Exercise instructions: Count the lines of the records below that hold the word "stump", and give only the number.

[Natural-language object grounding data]
★ ★ ★

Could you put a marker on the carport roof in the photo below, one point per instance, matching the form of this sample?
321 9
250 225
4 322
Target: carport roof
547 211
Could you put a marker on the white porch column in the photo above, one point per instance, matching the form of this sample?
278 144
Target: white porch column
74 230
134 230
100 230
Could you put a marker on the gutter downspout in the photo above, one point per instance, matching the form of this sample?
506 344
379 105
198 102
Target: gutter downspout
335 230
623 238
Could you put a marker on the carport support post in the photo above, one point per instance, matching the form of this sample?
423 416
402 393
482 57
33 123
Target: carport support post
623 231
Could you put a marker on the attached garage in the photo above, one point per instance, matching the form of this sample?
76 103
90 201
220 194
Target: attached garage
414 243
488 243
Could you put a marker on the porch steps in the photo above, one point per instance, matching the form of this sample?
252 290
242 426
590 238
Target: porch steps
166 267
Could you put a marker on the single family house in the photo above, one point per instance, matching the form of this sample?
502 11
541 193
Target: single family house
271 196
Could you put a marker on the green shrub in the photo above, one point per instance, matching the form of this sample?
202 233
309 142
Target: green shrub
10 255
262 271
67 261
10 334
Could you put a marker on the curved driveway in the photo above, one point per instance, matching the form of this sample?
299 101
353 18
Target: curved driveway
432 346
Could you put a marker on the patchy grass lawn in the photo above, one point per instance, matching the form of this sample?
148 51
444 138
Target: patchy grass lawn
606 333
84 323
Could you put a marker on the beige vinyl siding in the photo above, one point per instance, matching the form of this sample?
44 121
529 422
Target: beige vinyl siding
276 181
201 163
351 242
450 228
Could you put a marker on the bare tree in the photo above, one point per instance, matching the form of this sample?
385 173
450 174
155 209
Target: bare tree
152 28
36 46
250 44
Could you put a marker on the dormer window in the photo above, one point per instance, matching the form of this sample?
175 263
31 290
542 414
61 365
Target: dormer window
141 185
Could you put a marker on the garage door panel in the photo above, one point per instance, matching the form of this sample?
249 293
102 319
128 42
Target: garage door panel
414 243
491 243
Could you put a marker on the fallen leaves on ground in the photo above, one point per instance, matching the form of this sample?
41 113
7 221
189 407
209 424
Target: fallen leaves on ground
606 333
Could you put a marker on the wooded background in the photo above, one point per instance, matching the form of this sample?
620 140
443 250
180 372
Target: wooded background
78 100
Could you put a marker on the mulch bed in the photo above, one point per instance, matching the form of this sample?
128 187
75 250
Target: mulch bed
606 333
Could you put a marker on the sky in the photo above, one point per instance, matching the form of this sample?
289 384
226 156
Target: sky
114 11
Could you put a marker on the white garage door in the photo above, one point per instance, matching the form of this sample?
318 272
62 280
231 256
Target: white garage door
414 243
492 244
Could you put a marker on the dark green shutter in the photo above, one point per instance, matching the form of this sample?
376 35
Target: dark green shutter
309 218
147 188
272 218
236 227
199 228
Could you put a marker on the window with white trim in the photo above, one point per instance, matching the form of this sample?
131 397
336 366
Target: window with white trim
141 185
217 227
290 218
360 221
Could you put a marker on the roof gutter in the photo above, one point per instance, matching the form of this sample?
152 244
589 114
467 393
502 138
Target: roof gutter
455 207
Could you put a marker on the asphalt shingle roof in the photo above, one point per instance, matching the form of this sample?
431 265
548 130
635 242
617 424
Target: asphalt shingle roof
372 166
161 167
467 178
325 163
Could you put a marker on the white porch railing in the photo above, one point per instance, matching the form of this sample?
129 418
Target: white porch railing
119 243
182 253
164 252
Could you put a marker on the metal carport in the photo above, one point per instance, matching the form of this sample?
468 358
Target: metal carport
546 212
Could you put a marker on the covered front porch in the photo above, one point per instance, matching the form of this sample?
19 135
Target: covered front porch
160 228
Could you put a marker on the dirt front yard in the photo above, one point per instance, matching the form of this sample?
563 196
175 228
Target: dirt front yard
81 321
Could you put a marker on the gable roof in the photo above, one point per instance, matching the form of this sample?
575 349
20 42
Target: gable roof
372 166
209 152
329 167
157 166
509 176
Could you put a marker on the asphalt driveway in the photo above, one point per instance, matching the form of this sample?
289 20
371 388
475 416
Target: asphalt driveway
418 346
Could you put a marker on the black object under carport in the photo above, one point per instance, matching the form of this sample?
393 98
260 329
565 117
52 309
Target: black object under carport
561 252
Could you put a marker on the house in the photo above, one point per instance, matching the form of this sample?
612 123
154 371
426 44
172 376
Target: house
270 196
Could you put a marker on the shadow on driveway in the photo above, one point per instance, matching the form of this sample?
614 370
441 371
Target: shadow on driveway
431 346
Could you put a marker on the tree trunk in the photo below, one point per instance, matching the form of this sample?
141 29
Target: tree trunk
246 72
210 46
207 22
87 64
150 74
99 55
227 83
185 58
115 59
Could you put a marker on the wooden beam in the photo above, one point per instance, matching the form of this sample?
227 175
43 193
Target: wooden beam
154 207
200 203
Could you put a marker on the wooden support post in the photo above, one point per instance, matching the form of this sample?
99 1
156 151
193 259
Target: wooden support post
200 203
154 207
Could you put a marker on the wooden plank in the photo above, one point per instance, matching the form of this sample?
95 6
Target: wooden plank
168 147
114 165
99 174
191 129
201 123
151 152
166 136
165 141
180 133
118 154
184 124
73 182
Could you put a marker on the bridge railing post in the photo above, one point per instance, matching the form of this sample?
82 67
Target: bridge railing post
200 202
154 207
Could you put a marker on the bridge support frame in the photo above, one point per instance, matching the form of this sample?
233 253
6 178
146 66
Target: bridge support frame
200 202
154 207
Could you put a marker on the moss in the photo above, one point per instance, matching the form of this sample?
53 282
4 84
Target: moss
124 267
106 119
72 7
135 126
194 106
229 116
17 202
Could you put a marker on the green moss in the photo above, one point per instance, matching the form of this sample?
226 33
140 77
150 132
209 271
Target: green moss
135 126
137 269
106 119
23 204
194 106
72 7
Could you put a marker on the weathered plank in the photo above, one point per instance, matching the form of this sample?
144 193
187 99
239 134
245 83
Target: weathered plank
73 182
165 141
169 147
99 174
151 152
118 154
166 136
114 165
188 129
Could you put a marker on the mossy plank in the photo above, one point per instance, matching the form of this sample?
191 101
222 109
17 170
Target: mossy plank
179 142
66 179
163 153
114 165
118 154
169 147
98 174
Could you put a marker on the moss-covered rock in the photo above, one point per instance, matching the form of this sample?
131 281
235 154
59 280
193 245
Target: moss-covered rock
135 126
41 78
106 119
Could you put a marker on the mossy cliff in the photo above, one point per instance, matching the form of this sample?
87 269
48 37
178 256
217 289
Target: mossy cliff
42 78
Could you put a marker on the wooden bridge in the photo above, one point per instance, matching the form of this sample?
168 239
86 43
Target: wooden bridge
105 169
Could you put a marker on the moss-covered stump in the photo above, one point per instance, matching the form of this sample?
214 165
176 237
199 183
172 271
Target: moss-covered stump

★ ★ ★

Result of the exercise: 2